■ **EXTRAIT CHOISI**:

▼

A propos de Firmenich, dans l’allée principale, se murmurent dans l’ordre (et le désordre) trois lettres : SM… DSM ? – « Tu étais au courant, toi ? », « Mais non ! » Étonnement, stupéfaction, excitation, les avis s’échangent pour commenter la fusion de Firmenich avec le géant néerlandais, spécialiste de nutrition. Mais qui mange qui ? En attendant, la société suisse poursuit la collection « Beyond muguet » avec le très ozonique Muguissimo, présente à nouveau le Sylvamber et le puissant et boisé Z11 HD, la rose damascena Firad, obtenue par concentration de l’eau de rose, et une infusion de vanille planifolia.
Poursuivons avec les géants : IFF présente, côté synthèse, le Veraspice, une molécule épicée aux nuances de clou de girofle, légèrement vanillée, assez proche de l’iso-eugénol. Chez LMR, sa filiale pour les naturels, on découvre trois collections. La première célèbre les agrumes (orange douce et amère, limette, mandarine et bergamote, citron) et illustre l’implantation d’un centre d’innovation en Floride avec CitraSource. La deuxième regroupe les « Conscious green extracts » issus d’une nouvelle technique d’extraction utilisant un solvant vert mais chut !, c’est breveté ! Lavande, bourgeon de cassis, jasmin, narcisse (très original, pas vert, assez marc de café), un lavandin en enfleurage. La dégustation se termine avec des extraits CO2 dont l’excellent poivre Timur, aux accents de fruit de la passion.

▲

■ **EXERCICE PROPOSÉ 1**: Dans l'extrait sur les nouveautés en parfumerie, recopiez le passage compris entre « Poursuivons avec les » et « de la passion. », bornes incluses, en renommant « CitraSource » en « AgrumeSource ».
■ **EXERCICE PROPOSÉ 2**: D'après l'extrait sur les nouveautés en parfumerie, quelles nuances a le Veraspice présenté par IFF ?

■ **DONNÉES FOURNIES**:
▼

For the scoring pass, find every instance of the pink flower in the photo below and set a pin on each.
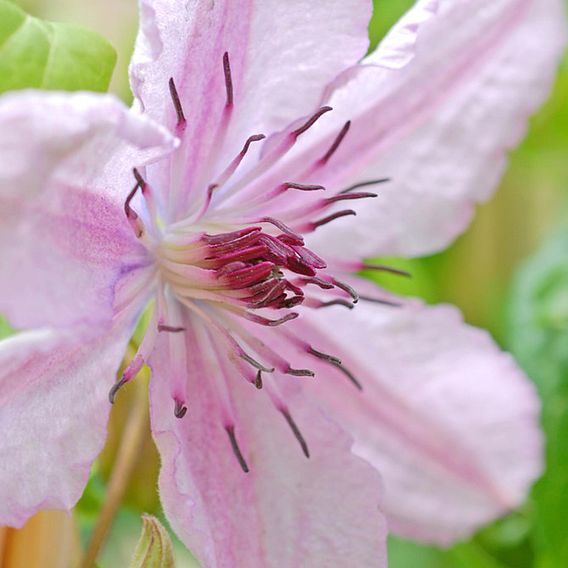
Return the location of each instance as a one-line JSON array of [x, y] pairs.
[[251, 262]]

▲

■ **SOLUTION 1**:
Poursuivons avec les géants : IFF présente, côté synthèse, le Veraspice, une molécule épicée aux nuances de clou de girofle, légèrement vanillée, assez proche de l’iso-eugénol. Chez LMR, sa filiale pour les naturels, on découvre trois collections. La première célèbre les agrumes (orange douce et amère, limette, mandarine et bergamote, citron) et illustre l’implantation d’un centre d’innovation en Floride avec AgrumeSource. La deuxième regroupe les « Conscious green extracts » issus d’une nouvelle technique d’extraction utilisant un solvant vert mais chut !, c’est breveté ! Lavande, bourgeon de cassis, jasmin, narcisse (très original, pas vert, assez marc de café), un lavandin en enfleurage. La dégustation se termine avec des extraits CO2 dont l’excellent poivre Timur, aux accents de fruit de la passion.

■ **SOLUTION 2**: Des nuances de clou de girofle, légèrement vanillées.